## BEGIN Extracted information

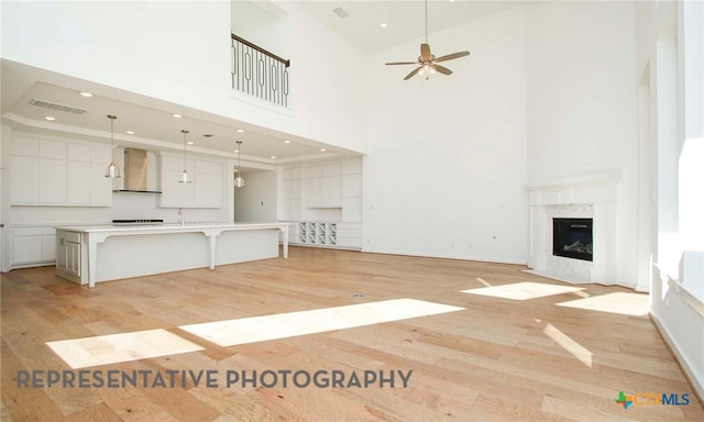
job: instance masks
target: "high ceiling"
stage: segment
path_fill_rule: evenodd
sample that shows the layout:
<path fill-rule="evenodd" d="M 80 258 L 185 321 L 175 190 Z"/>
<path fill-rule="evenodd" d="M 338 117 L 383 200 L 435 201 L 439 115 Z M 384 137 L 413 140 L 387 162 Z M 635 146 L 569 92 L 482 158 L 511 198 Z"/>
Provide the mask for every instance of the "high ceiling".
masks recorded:
<path fill-rule="evenodd" d="M 363 53 L 422 37 L 426 31 L 422 0 L 323 0 L 296 3 Z M 428 32 L 457 26 L 526 3 L 520 0 L 429 0 Z M 338 8 L 349 15 L 340 18 L 334 12 Z M 382 27 L 382 23 L 386 26 Z"/>
<path fill-rule="evenodd" d="M 258 0 L 255 3 L 256 1 Z M 416 40 L 425 32 L 425 3 L 420 0 L 295 2 L 364 53 Z M 431 0 L 428 3 L 429 30 L 432 33 L 519 3 L 522 2 Z M 342 8 L 349 15 L 340 18 L 333 12 L 337 8 Z M 386 27 L 381 27 L 382 22 L 387 24 Z M 118 120 L 114 122 L 114 140 L 119 146 L 183 149 L 184 137 L 180 131 L 187 129 L 188 141 L 194 143 L 188 146 L 188 151 L 193 154 L 218 154 L 237 158 L 235 141 L 242 141 L 242 159 L 250 163 L 252 168 L 272 168 L 276 164 L 353 154 L 319 142 L 4 59 L 0 75 L 2 122 L 18 130 L 63 133 L 73 137 L 110 142 L 110 121 L 107 115 L 116 114 Z M 89 91 L 94 96 L 82 97 L 80 91 Z M 32 106 L 32 100 L 67 106 L 85 112 L 75 114 Z M 173 113 L 183 114 L 183 118 L 175 119 Z M 56 120 L 47 121 L 46 116 L 54 116 Z M 128 131 L 134 133 L 129 134 Z"/>

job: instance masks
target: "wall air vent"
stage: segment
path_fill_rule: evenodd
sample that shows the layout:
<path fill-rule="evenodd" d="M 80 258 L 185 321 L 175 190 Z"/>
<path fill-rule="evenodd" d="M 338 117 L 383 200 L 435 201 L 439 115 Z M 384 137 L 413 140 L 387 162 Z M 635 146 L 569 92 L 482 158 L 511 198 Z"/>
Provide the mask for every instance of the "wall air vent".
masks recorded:
<path fill-rule="evenodd" d="M 348 13 L 344 9 L 342 8 L 337 8 L 337 9 L 332 9 L 332 13 L 337 14 L 340 18 L 346 18 L 350 15 L 350 13 Z"/>
<path fill-rule="evenodd" d="M 57 104 L 56 102 L 37 100 L 37 99 L 34 99 L 34 98 L 32 100 L 30 100 L 29 104 L 30 106 L 42 107 L 44 109 L 50 109 L 50 110 L 65 111 L 67 113 L 74 113 L 74 114 L 82 114 L 82 113 L 85 113 L 87 111 L 87 110 L 84 110 L 84 109 L 79 109 L 77 107 Z"/>

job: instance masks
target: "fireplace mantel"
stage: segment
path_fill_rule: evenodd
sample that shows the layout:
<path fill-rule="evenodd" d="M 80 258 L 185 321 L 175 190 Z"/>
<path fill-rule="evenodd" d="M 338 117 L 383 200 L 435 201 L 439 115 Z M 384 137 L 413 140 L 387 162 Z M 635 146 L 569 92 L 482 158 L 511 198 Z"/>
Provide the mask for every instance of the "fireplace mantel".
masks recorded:
<path fill-rule="evenodd" d="M 616 188 L 607 174 L 526 186 L 529 204 L 530 273 L 573 284 L 614 285 L 617 279 Z M 552 219 L 592 218 L 594 260 L 553 256 Z"/>

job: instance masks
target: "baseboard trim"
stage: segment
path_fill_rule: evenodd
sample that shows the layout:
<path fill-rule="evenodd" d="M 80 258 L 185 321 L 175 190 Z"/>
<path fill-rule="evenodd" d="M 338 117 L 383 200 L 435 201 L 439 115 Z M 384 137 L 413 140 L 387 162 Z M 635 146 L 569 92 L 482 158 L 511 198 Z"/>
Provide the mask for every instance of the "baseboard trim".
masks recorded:
<path fill-rule="evenodd" d="M 670 351 L 670 354 L 678 363 L 678 366 L 682 370 L 682 374 L 684 374 L 684 378 L 686 378 L 690 386 L 692 386 L 694 395 L 700 400 L 700 403 L 704 407 L 704 386 L 697 381 L 696 377 L 694 377 L 694 373 L 688 365 L 686 359 L 684 358 L 684 356 L 682 356 L 682 354 L 680 354 L 680 351 L 676 347 L 676 343 L 672 340 L 672 337 L 670 337 L 670 334 L 668 334 L 668 331 L 664 329 L 658 316 L 656 316 L 652 312 L 649 312 L 648 315 L 650 316 L 650 321 L 652 321 L 652 324 L 656 326 L 656 330 L 658 330 L 658 333 L 664 342 L 664 345 Z"/>
<path fill-rule="evenodd" d="M 453 256 L 453 255 L 427 254 L 427 253 L 417 253 L 417 252 L 367 249 L 364 247 L 362 247 L 362 252 L 369 253 L 369 254 L 382 254 L 382 255 L 418 256 L 424 258 L 475 260 L 479 263 L 495 263 L 495 264 L 509 264 L 509 265 L 524 265 L 524 266 L 527 264 L 526 259 L 492 258 L 487 256 Z"/>

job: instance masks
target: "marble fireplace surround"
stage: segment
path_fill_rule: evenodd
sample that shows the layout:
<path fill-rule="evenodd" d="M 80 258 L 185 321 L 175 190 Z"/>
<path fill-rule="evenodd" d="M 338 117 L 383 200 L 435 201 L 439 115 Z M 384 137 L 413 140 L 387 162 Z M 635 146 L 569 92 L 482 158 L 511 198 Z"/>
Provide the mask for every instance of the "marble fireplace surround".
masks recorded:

## END Extracted information

Update all the records above by replacing "masks recorded" with "masks found" and keeping everything else the same. Leave the pictures out of your answer.

§ Task answer
job: instance masks
target: "high ceiling"
stage: segment
path_fill_rule: evenodd
sample that shows the layout:
<path fill-rule="evenodd" d="M 80 258 L 185 321 L 175 190 Z"/>
<path fill-rule="evenodd" d="M 338 117 L 383 200 L 435 201 L 439 115 Z M 384 137 L 413 140 L 387 162 Z M 635 146 L 569 92 L 482 158 L 511 198 Z"/>
Provide the mask for every instance of the "high ceiling".
masks found:
<path fill-rule="evenodd" d="M 363 53 L 422 37 L 426 31 L 422 0 L 323 0 L 296 3 Z M 428 32 L 457 26 L 526 3 L 520 0 L 429 0 Z M 338 8 L 349 15 L 340 18 L 334 12 Z M 382 27 L 382 23 L 386 26 Z"/>
<path fill-rule="evenodd" d="M 258 0 L 255 3 L 256 1 Z M 416 40 L 425 32 L 425 3 L 420 0 L 295 2 L 364 53 Z M 431 0 L 428 3 L 429 30 L 432 33 L 519 3 L 522 2 Z M 342 8 L 349 15 L 340 18 L 333 12 L 337 8 Z M 386 27 L 381 27 L 382 22 L 387 24 Z M 118 120 L 114 122 L 114 140 L 119 146 L 183 149 L 184 137 L 180 131 L 187 129 L 188 141 L 194 143 L 188 146 L 188 151 L 193 154 L 218 154 L 237 158 L 235 141 L 242 141 L 242 159 L 250 163 L 252 168 L 272 168 L 276 164 L 353 154 L 319 142 L 4 59 L 0 75 L 2 122 L 18 130 L 63 133 L 73 137 L 110 142 L 110 121 L 107 115 L 116 114 Z M 89 91 L 94 96 L 82 97 L 80 91 Z M 32 106 L 32 100 L 67 106 L 85 112 L 75 114 Z M 173 113 L 183 114 L 183 118 L 175 119 Z M 56 120 L 47 121 L 46 116 L 54 116 Z M 128 131 L 134 133 L 129 134 Z"/>

job: instance masks
target: "wall air vent"
stage: segment
path_fill_rule: evenodd
sample that shows the layout:
<path fill-rule="evenodd" d="M 80 258 L 185 321 L 175 190 Z"/>
<path fill-rule="evenodd" d="M 338 117 L 383 200 L 435 201 L 439 115 Z M 384 137 L 413 140 L 387 162 Z M 635 146 L 569 92 L 482 158 L 511 198 Z"/>
Provide the mask for every instance of the "wall air vent".
masks found:
<path fill-rule="evenodd" d="M 348 13 L 344 9 L 342 8 L 337 8 L 337 9 L 332 9 L 332 13 L 337 14 L 340 18 L 346 18 L 350 15 L 350 13 Z"/>
<path fill-rule="evenodd" d="M 57 104 L 56 102 L 37 100 L 37 99 L 34 99 L 34 98 L 32 100 L 30 100 L 29 104 L 30 106 L 42 107 L 44 109 L 50 109 L 50 110 L 65 111 L 67 113 L 74 113 L 74 114 L 82 114 L 82 113 L 85 113 L 87 111 L 87 110 L 84 110 L 84 109 L 79 109 L 77 107 Z"/>

job: instance masks
target: "fireplace mantel"
stage: segment
path_fill_rule: evenodd
sample that shows the layout:
<path fill-rule="evenodd" d="M 80 258 L 185 321 L 175 190 Z"/>
<path fill-rule="evenodd" d="M 338 117 L 383 200 L 435 201 L 439 115 Z M 384 137 L 413 140 L 387 162 Z M 635 146 L 569 92 L 482 158 L 511 198 Z"/>
Provide the mask for every instance of the "fireplace mantel".
masks found:
<path fill-rule="evenodd" d="M 616 188 L 607 174 L 526 186 L 529 204 L 530 273 L 573 284 L 614 285 L 617 279 Z M 552 219 L 592 218 L 594 260 L 553 256 Z"/>

job: instance masks
target: "baseboard trim"
stage: segment
path_fill_rule: evenodd
sample that shows the layout:
<path fill-rule="evenodd" d="M 80 258 L 185 321 L 175 190 Z"/>
<path fill-rule="evenodd" d="M 338 117 L 383 200 L 435 201 L 439 115 Z M 384 137 L 413 140 L 387 162 Z M 635 146 L 569 92 L 482 158 L 511 198 Z"/>
Provide the mask for every instance of the "baseboard trim".
masks found:
<path fill-rule="evenodd" d="M 670 351 L 670 354 L 678 363 L 678 366 L 682 370 L 682 374 L 684 374 L 684 378 L 686 378 L 690 386 L 692 386 L 694 395 L 700 400 L 700 403 L 704 407 L 704 386 L 697 381 L 696 377 L 694 377 L 694 373 L 688 365 L 686 359 L 684 358 L 684 356 L 682 356 L 682 354 L 680 354 L 680 351 L 676 347 L 676 343 L 672 340 L 672 337 L 670 337 L 670 334 L 668 334 L 668 331 L 664 329 L 658 316 L 656 316 L 652 312 L 649 312 L 648 315 L 650 316 L 650 321 L 652 321 L 652 324 L 656 326 L 656 330 L 658 330 L 658 333 L 664 342 L 664 345 Z"/>
<path fill-rule="evenodd" d="M 453 256 L 453 255 L 427 254 L 427 253 L 417 253 L 417 252 L 367 249 L 364 247 L 362 247 L 362 252 L 369 253 L 369 254 L 382 254 L 382 255 L 418 256 L 424 258 L 475 260 L 479 263 L 495 263 L 495 264 L 509 264 L 509 265 L 524 265 L 524 266 L 527 264 L 526 259 L 492 258 L 487 256 Z"/>

job: instance masks
target: "marble fireplace surround"
stage: segment
path_fill_rule: evenodd
sample that shows the layout:
<path fill-rule="evenodd" d="M 80 258 L 185 321 L 175 190 Z"/>
<path fill-rule="evenodd" d="M 338 117 L 383 200 L 435 201 L 439 115 Z M 384 137 L 413 140 L 387 162 Z M 635 146 L 569 92 L 482 158 L 511 198 Z"/>
Provide the mask for every instance of the "marble fireplace surround".
masks found:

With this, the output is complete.